── TEXT PROVIDED ──

BACKGROUND OF THE INVENTION

1. Field of the Invention

The present invention relates to a video recording control device and a video recording method.

2. Description of the Related Art

A technology has been disclosed that, at the time of the morning sun or the evening sun when the entire road changes color or due to the illumination of the neon lights installed inside a tunnel, when the entire road gets covered by the region in which the color feature quantities become similar, enables determination of the colors of boundary lines (for example, refer to Japanese Patent Application Laid-open No. 2010-044472).

For example, regarding an imaging device such as, what is called, a dashboard camera, a technology is known for expanding the dynamic range for brightness such as the wide dynamic range (WDR) or the high dynamic range (HDR). However, at nighttime when it is extremely dark overall, unless the dynamic range is further expanded, identification of bright objects as well as dark objects becomes a difficult task.

SUMMARY OF THE INVENTION

It is an object of the present invention to at least partially solve the problems in the conventional technology.

The above and other objects, features, advantages and technical and industrial significance of this invention will be better understood by reading the following detailed description of presently preferred embodiments of the invention, when considered in connection with the accompanying drawings.

A video recording control device according to the present disclosure comprising: an imaging data obtaining unit that obtains imaging data; a luminance calculating unit that divides the imaging data into regions and calculates luminance for each divided region; a light source region setting unit that sets, as a light source region, a region for which luminance calculated by the luminance calculating unit is equal to or higher than a luminance threshold value; a luminance adjusting unit that adjusts luminance of the light source region either to average value of luminance of other regions excluding the light source region or to a predetermined value, and obtains post-adjustment data; and a recording control unit that records, in a recording unit, the imaging data along with the post-adjustment data having luminance adjusted by the luminance adjusting unit.

A video recording method according to the present disclosure comprising: obtaining imaging data; calculating that includes dividing the imaging data into regions and calculating luminance for each divided region; setting, as a light source region, a region for which luminance calculated at the calculating is equal to or higher than a luminance threshold value; adjusting that includes adjusting luminance of the light source region either to average value of luminance of other regions excluding the light source region or to a predetermined value, and obtaining post-adjustment data; and recording, in a recording unit, the imaging data along with the post-adjustment data having luminance adjusted at the adjusting.

───

▸ GIVEN TASK A: Name each unit that the video recording control device in the text is said to comprise.

── TASK DATA ──

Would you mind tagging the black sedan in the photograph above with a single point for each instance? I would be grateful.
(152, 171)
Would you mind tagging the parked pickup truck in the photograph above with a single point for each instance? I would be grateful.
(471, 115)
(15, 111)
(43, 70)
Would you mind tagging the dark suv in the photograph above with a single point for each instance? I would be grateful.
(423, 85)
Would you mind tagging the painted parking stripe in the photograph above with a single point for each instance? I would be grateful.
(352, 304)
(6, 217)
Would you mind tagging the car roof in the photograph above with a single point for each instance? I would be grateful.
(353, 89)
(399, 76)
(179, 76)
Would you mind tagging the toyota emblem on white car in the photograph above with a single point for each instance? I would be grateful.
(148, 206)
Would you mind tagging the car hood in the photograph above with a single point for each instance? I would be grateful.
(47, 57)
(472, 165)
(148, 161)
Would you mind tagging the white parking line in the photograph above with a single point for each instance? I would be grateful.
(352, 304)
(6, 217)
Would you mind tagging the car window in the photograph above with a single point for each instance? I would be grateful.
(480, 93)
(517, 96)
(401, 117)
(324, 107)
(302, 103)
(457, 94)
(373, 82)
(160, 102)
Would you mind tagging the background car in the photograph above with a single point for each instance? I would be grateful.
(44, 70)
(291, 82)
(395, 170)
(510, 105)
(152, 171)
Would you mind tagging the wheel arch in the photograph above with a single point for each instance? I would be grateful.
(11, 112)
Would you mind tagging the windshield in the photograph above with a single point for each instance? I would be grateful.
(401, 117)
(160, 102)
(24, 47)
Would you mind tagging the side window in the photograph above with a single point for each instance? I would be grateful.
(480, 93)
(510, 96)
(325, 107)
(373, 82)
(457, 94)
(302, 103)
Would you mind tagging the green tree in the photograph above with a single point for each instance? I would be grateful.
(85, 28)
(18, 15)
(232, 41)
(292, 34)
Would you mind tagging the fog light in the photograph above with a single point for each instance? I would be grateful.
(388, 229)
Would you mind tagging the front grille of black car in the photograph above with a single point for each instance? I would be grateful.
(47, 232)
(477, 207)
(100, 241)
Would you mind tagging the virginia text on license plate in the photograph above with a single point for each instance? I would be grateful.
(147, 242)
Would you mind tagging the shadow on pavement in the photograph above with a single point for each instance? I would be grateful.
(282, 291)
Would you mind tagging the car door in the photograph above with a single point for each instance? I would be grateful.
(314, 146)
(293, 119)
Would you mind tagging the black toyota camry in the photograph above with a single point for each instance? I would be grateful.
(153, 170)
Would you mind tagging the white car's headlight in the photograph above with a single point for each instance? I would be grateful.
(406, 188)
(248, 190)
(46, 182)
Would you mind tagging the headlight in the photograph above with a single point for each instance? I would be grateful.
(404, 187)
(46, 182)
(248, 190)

───
── TASK DATA ──

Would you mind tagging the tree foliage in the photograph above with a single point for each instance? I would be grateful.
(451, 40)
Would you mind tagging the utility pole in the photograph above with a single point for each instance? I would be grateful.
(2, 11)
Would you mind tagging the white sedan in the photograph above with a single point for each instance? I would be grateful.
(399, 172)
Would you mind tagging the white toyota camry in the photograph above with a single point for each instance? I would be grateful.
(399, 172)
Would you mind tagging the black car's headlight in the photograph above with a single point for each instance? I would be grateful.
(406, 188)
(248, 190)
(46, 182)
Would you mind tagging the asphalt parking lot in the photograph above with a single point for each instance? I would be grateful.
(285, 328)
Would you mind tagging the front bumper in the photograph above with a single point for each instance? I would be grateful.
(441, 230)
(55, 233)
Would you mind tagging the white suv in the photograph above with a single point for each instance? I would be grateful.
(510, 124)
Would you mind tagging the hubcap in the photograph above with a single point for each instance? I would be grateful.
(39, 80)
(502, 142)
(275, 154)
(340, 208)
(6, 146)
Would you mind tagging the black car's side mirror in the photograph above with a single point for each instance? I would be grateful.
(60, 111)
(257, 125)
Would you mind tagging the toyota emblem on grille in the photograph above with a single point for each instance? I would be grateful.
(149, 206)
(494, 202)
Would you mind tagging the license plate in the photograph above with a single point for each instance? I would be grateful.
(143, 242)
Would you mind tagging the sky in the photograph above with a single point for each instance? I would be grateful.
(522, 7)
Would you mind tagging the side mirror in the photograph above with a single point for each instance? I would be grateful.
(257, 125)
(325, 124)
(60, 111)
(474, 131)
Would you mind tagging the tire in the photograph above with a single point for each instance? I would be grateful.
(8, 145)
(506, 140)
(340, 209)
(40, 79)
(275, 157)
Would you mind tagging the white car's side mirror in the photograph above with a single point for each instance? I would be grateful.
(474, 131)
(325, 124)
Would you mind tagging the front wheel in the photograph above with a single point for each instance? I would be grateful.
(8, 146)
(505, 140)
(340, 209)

───

▸ GIVEN TASK B: Gather every line of the records that contains the string "window", matching case exactly.

▸ FINAL ANSWER A:
- imaging data obtaining unit
- luminance calculating unit
- light source region setting unit
- luminance adjusting unit
- recording control unit

▸ FINAL ANSWER B:
Would you mind tagging the car window in the photograph above with a single point for each instance? I would be grateful.
Would you mind tagging the side window in the photograph above with a single point for each instance? I would be grateful.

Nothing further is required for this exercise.